Work instructions: Hand back all of the records exactly as they read.

START Data for the task

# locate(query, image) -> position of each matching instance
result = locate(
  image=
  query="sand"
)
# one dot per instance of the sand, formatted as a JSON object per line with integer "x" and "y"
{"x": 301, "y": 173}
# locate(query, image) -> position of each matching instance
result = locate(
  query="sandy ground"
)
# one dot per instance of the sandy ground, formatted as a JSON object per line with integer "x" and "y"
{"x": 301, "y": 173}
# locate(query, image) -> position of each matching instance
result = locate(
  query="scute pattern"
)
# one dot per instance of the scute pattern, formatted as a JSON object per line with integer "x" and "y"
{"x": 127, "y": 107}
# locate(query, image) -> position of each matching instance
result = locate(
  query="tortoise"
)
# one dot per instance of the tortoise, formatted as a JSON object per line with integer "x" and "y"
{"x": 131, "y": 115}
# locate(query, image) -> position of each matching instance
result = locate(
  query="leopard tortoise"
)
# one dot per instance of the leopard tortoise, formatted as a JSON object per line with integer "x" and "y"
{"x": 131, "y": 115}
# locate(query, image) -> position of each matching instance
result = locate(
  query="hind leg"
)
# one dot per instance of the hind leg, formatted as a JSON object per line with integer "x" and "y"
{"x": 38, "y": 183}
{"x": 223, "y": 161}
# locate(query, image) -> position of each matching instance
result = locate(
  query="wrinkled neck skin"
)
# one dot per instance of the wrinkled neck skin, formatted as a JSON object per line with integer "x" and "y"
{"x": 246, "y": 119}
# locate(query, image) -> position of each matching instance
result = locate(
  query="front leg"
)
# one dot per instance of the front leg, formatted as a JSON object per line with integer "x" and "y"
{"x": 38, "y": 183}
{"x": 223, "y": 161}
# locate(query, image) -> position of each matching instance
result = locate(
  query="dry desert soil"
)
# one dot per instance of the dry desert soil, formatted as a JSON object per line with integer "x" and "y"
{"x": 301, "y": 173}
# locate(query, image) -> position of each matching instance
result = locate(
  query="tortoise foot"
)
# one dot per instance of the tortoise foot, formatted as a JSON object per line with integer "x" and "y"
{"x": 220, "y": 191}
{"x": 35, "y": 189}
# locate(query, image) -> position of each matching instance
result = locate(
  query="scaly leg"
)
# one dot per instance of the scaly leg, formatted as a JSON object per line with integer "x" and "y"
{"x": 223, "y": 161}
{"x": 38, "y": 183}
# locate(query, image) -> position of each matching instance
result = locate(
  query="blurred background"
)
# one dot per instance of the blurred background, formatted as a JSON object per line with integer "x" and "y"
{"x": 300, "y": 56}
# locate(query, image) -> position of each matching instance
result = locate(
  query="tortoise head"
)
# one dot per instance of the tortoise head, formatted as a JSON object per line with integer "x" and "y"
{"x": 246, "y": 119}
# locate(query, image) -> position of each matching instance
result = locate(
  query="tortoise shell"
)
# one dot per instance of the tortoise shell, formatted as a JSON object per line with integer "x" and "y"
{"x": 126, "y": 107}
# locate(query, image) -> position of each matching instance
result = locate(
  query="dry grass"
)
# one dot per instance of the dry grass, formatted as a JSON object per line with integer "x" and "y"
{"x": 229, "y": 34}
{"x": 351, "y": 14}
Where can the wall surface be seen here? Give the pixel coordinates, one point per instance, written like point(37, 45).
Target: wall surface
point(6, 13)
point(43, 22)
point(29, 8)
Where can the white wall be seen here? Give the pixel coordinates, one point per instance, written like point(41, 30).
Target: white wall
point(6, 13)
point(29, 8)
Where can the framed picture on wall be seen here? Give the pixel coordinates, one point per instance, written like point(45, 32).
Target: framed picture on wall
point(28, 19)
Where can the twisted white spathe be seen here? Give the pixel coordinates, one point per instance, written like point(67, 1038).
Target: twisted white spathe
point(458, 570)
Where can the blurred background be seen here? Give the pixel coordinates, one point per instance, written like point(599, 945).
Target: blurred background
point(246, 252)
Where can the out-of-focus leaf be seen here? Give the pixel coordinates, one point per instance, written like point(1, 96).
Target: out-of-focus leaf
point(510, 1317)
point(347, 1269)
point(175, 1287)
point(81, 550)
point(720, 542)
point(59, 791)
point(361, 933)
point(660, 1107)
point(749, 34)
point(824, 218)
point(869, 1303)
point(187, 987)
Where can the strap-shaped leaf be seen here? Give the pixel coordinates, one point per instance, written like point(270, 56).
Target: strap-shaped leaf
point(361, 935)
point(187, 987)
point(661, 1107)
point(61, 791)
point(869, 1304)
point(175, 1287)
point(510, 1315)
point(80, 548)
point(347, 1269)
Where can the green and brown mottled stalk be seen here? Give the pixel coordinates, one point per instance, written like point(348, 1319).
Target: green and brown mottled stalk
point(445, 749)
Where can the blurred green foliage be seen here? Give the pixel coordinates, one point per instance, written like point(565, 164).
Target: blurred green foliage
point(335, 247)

END Data for the task

Answer to this exercise:
# locate(query, image) -> position of each matching instance
result = locate(
  image=
  query="sand"
)
# one dot per instance of the sand, formatted as a JSON object per line with integer "x" and "y"
{"x": 301, "y": 173}
# locate(query, image) -> position of each matching instance
result = locate(
  query="sandy ground"
)
# one dot per instance of the sandy ground, formatted as a JSON object per line with integer "x" and "y"
{"x": 301, "y": 173}
# locate(query, image) -> position of each matching instance
result = locate(
  query="scute pattern"
)
# one dot per instance of the scute pattern, formatted as a JSON object per line with integer "x" and "y"
{"x": 127, "y": 107}
# locate(query, image) -> position of each matching instance
result = locate(
  query="tortoise"
)
# one dot per instance of the tortoise, formatted as a JSON object per line with integer "x" and "y"
{"x": 131, "y": 115}
# locate(query, image) -> position of each matching instance
result = locate(
  query="leopard tortoise"
)
# one dot per instance of the leopard tortoise, formatted as a JSON object per line with integer "x" and "y"
{"x": 131, "y": 115}
# locate(query, image) -> position of each matching instance
result = locate(
  query="hind leg"
)
# one dot per instance of the hind leg, formatted as a JSON object per line with integer "x" and "y"
{"x": 38, "y": 183}
{"x": 223, "y": 161}
# locate(query, image) -> position of each matching instance
result = locate(
  query="wrinkled neck skin"
)
# one dot per instance of the wrinkled neck skin, formatted as a JSON object per line with integer "x" and "y"
{"x": 246, "y": 119}
# locate(query, image) -> position of each matching instance
result = locate(
  query="front leg"
)
# one dot per instance of the front leg, formatted as a JSON object per line with integer "x" and "y"
{"x": 38, "y": 183}
{"x": 223, "y": 161}
# locate(query, image) -> position of each matching instance
result = locate(
  query="dry desert soil"
)
# one dot per instance of the dry desert soil, formatted as a JSON object per line with integer "x" and "y"
{"x": 301, "y": 173}
# locate(query, image) -> position of each matching instance
result = locate(
  query="tortoise foot"
)
# one dot per instance of the tortoise foot, formatted as a JSON object per line with integer "x" and "y"
{"x": 220, "y": 191}
{"x": 35, "y": 189}
# locate(query, image) -> position of each matching instance
result = locate(
  query="scaly leg"
)
# one dot per instance of the scaly leg, formatted as a JSON object per line with integer "x" and "y"
{"x": 223, "y": 161}
{"x": 38, "y": 183}
# locate(query, image) -> position of each matching instance
result = locate(
  query="blurred background"
)
# one dot per instance of the blurred background, formatted as a JSON object per line with integer "x" and "y"
{"x": 300, "y": 56}
# locate(query, image) -> position of each matching instance
result = locate(
  query="tortoise head"
)
# one dot per instance of the tortoise head, formatted as a JSON object per line with integer "x" and "y"
{"x": 246, "y": 119}
# locate(query, image) -> position of each matching instance
result = locate(
  query="tortoise shell"
)
# one dot per instance of the tortoise shell, formatted as a JSON object per line with integer "x" and "y"
{"x": 126, "y": 107}
# locate(query, image) -> position of each matching instance
result = locate(
  query="dry grass"
)
# one dot per instance of the dry grass, formatted as a JSON object per line with integer "x" and "y"
{"x": 229, "y": 34}
{"x": 351, "y": 14}
Where can the wall surface be seen here? Give the pixel coordinates, one point per instance, written like point(37, 45).
Target: wall surface
point(6, 13)
point(43, 22)
point(29, 8)
Where can the white wall be seen here? Give the pixel coordinates, one point per instance, written like point(41, 30).
Target: white wall
point(6, 13)
point(29, 8)
Where can the framed picture on wall be seen here? Give the pixel coordinates, one point per instance, written like point(45, 32).
Target: framed picture on wall
point(28, 19)
Where can the twisted white spathe be seen here? Give the pixel coordinates, one point per instance, written like point(67, 1038).
Target: twisted white spathe
point(458, 570)
Where can the blurred background be seen here? Give the pixel coordinates, one point per instance, written like point(599, 945).
Target: blurred background
point(246, 252)
Where can the out-of-focus leaf be seen here? Give the pixel coordinates, one point per instance, written like point(1, 96).
Target: out-of-focus leaf
point(510, 1317)
point(347, 1269)
point(175, 1287)
point(81, 550)
point(720, 542)
point(59, 791)
point(361, 933)
point(660, 1107)
point(749, 34)
point(824, 218)
point(869, 1303)
point(187, 987)
Where can the strap-shaped leaf be seen here? Give the pixel coordinates, one point per instance, written like point(270, 56).
Target: strap-shaped leaf
point(361, 935)
point(187, 987)
point(661, 1107)
point(61, 791)
point(869, 1304)
point(175, 1287)
point(510, 1315)
point(80, 548)
point(347, 1269)
Where can the green and brown mottled stalk be seen here? Give the pixel coordinates, one point per instance, written like point(348, 1319).
Target: green and brown mottled stalk
point(445, 749)
Where can the blurred green foliage be seen here? Give the pixel coordinates, one point per instance, written like point(565, 164).
Target: blurred green foliage
point(335, 247)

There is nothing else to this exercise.